[Short exercise] Reproduce word for word the lines below, starting at the line that contains "Reviewer note: every instance of the painted" and continuing through the final line of the records.

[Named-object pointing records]
══════

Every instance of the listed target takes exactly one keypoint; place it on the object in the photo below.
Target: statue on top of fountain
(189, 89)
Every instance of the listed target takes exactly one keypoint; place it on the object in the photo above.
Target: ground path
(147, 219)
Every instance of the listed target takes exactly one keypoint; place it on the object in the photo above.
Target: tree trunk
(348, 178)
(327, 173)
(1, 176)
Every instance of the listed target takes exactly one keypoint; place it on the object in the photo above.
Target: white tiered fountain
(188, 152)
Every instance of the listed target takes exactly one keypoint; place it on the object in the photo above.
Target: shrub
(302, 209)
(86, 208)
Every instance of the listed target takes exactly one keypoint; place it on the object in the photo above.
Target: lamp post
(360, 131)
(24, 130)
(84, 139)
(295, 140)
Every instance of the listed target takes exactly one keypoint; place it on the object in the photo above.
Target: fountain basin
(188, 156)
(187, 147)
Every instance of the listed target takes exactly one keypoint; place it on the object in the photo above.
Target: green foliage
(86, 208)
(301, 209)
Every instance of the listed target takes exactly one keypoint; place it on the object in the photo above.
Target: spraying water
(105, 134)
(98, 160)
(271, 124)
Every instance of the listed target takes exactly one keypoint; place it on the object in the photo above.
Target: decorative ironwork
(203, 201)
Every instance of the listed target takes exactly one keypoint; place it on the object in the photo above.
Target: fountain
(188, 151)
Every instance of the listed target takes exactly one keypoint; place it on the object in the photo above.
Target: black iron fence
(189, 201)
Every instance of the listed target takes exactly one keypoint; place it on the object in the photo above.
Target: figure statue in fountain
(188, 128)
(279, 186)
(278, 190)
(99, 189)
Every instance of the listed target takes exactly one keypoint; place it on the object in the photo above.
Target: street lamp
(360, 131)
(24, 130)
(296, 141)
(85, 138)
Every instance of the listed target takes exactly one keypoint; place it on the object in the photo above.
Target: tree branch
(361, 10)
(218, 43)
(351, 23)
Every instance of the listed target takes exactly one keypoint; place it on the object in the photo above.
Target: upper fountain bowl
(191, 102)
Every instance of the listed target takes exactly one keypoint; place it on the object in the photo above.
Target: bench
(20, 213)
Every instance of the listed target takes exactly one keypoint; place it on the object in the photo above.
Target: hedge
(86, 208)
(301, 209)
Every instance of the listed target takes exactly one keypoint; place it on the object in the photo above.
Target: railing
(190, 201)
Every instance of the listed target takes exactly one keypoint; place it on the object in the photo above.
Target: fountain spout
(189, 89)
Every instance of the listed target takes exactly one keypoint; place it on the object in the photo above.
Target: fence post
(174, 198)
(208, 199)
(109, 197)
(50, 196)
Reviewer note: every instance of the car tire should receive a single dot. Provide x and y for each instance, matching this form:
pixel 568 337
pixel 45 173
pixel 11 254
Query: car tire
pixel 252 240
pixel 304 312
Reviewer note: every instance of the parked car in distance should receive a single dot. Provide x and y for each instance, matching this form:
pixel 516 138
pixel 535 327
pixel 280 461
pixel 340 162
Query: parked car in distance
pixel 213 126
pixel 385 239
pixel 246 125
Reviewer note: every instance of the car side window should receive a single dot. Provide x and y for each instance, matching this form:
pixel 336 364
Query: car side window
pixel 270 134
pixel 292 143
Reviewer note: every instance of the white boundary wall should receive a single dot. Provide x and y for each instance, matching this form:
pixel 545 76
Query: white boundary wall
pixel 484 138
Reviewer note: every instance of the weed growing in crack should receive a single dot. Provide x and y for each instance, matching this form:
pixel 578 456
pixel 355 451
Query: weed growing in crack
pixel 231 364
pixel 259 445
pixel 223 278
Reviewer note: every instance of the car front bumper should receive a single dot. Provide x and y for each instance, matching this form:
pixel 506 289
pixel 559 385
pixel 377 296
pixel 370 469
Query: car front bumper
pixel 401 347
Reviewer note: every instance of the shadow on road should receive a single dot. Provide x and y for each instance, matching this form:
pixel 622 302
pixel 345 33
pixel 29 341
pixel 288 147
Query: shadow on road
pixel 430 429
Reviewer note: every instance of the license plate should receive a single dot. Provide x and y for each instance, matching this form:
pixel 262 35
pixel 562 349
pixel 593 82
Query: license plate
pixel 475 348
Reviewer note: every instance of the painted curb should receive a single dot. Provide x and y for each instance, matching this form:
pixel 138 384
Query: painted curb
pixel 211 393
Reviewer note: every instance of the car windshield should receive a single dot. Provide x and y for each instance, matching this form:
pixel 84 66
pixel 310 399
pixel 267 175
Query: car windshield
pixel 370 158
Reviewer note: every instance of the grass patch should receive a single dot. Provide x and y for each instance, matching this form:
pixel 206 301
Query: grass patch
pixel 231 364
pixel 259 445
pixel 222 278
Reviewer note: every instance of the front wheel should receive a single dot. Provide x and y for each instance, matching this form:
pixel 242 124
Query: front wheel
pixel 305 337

══════

[In response]
Reviewer note: every instance of the painted curb should receive a single dot. Provide x and y for each instance, matching this form:
pixel 138 384
Query: painted curb
pixel 211 393
Reviewer note: every instance of the car windshield should receive a single dot. Provide x and y for each instance, matching this form:
pixel 84 66
pixel 310 399
pixel 267 175
Query: car windshield
pixel 370 158
Reviewer note: every instance of the grass patch should receive a single dot. Provide x and y for each instance, matching this form:
pixel 206 301
Query: grass patch
pixel 231 364
pixel 259 445
pixel 222 278
Reviewer note: every instance of the front wheel should receive a single dot. Provide x and y for each instance, matching this form:
pixel 242 124
Query: front wheel
pixel 305 337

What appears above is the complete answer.